(Records from a collection)

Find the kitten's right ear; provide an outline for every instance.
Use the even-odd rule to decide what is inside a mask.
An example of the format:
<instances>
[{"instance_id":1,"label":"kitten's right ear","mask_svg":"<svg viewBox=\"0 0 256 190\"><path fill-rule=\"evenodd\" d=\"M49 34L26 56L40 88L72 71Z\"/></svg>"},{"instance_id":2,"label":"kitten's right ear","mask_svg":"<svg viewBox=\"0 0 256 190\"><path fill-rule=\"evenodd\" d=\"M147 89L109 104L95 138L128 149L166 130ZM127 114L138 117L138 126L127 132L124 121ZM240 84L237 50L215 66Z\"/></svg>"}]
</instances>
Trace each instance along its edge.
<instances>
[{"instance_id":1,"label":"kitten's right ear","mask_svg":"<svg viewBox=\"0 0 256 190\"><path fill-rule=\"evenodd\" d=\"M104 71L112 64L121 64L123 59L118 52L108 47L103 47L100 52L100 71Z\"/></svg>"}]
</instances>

**Task instructions**
Copy the material above again, switching "edge" to "boundary" and leaving everything else unchanged.

**Solved problem**
Find the kitten's right ear; provide an outline for every instance.
Use the even-odd rule to decide what is inside a mask.
An example of the format:
<instances>
[{"instance_id":1,"label":"kitten's right ear","mask_svg":"<svg viewBox=\"0 0 256 190\"><path fill-rule=\"evenodd\" d=\"M49 34L26 56L40 88L72 71Z\"/></svg>"},{"instance_id":2,"label":"kitten's right ear","mask_svg":"<svg viewBox=\"0 0 256 190\"><path fill-rule=\"evenodd\" d=\"M147 89L109 104L95 138L128 149L166 130ZM127 114L138 117L138 126L127 132L124 121ZM240 84L237 50L215 66Z\"/></svg>"}]
</instances>
Trace each instance along its boundary.
<instances>
[{"instance_id":1,"label":"kitten's right ear","mask_svg":"<svg viewBox=\"0 0 256 190\"><path fill-rule=\"evenodd\" d=\"M104 71L112 64L121 64L123 59L118 52L108 47L103 47L100 52L100 71Z\"/></svg>"}]
</instances>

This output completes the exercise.